-- DATASET follows --
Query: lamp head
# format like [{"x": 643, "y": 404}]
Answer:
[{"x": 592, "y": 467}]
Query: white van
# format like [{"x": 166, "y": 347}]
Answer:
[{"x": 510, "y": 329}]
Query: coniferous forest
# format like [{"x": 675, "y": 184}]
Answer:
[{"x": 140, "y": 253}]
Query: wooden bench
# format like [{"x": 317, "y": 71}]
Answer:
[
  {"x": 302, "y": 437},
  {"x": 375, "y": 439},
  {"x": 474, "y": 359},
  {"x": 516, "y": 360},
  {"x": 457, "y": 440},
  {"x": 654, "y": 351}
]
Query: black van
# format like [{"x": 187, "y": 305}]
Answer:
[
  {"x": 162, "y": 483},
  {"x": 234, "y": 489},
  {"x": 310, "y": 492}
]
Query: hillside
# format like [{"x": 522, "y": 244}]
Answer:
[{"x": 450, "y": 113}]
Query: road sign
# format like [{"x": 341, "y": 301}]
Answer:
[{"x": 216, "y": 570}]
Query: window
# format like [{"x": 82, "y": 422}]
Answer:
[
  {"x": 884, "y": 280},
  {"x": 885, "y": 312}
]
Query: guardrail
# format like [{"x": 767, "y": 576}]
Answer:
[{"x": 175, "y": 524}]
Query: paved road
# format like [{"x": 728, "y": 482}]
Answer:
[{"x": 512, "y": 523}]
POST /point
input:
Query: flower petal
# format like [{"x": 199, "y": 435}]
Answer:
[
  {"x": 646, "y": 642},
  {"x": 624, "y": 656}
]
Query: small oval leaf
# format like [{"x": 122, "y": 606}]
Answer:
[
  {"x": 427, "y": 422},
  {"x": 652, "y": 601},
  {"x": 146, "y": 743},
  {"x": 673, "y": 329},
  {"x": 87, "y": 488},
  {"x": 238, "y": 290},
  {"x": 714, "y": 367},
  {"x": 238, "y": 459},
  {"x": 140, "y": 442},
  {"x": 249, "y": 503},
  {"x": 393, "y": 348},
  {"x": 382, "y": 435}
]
-- DATASET concluded --
TASK PROMPT
Print the data above exactly as it was provided.

RESPONSE TO THE TASK
Query: lamp head
# format like [{"x": 643, "y": 404}]
Answer:
[{"x": 592, "y": 467}]
Query: white van
# format like [{"x": 166, "y": 347}]
Answer:
[{"x": 510, "y": 329}]
Query: coniferous forest
# format like [{"x": 675, "y": 184}]
Answer:
[{"x": 140, "y": 253}]
Query: wooden bench
# format like [{"x": 317, "y": 71}]
Answer:
[
  {"x": 302, "y": 437},
  {"x": 375, "y": 439},
  {"x": 474, "y": 359},
  {"x": 516, "y": 360},
  {"x": 457, "y": 440},
  {"x": 654, "y": 351}
]
Query: black van
# format like [{"x": 187, "y": 305}]
Answer:
[
  {"x": 162, "y": 483},
  {"x": 234, "y": 489},
  {"x": 310, "y": 492}
]
Query: hillside
# format like [{"x": 522, "y": 244}]
Answer:
[{"x": 450, "y": 113}]
Query: road sign
# format like [{"x": 341, "y": 301}]
Answer:
[{"x": 216, "y": 570}]
Query: window
# format like [{"x": 82, "y": 422}]
Answer:
[
  {"x": 884, "y": 280},
  {"x": 885, "y": 312}
]
Query: guardrail
# format like [{"x": 767, "y": 576}]
Answer:
[{"x": 175, "y": 524}]
Query: paved road
# format like [{"x": 728, "y": 482}]
Answer:
[{"x": 512, "y": 523}]
POST /point
input:
Query: flower petal
# format like [{"x": 199, "y": 435}]
Answer:
[
  {"x": 646, "y": 642},
  {"x": 624, "y": 656}
]
Query: small oval leaf
# format like [{"x": 122, "y": 606}]
Answer:
[
  {"x": 427, "y": 422},
  {"x": 652, "y": 601},
  {"x": 146, "y": 743},
  {"x": 673, "y": 329},
  {"x": 87, "y": 488},
  {"x": 238, "y": 290},
  {"x": 714, "y": 367},
  {"x": 238, "y": 459},
  {"x": 140, "y": 442},
  {"x": 249, "y": 503},
  {"x": 393, "y": 348},
  {"x": 382, "y": 435}
]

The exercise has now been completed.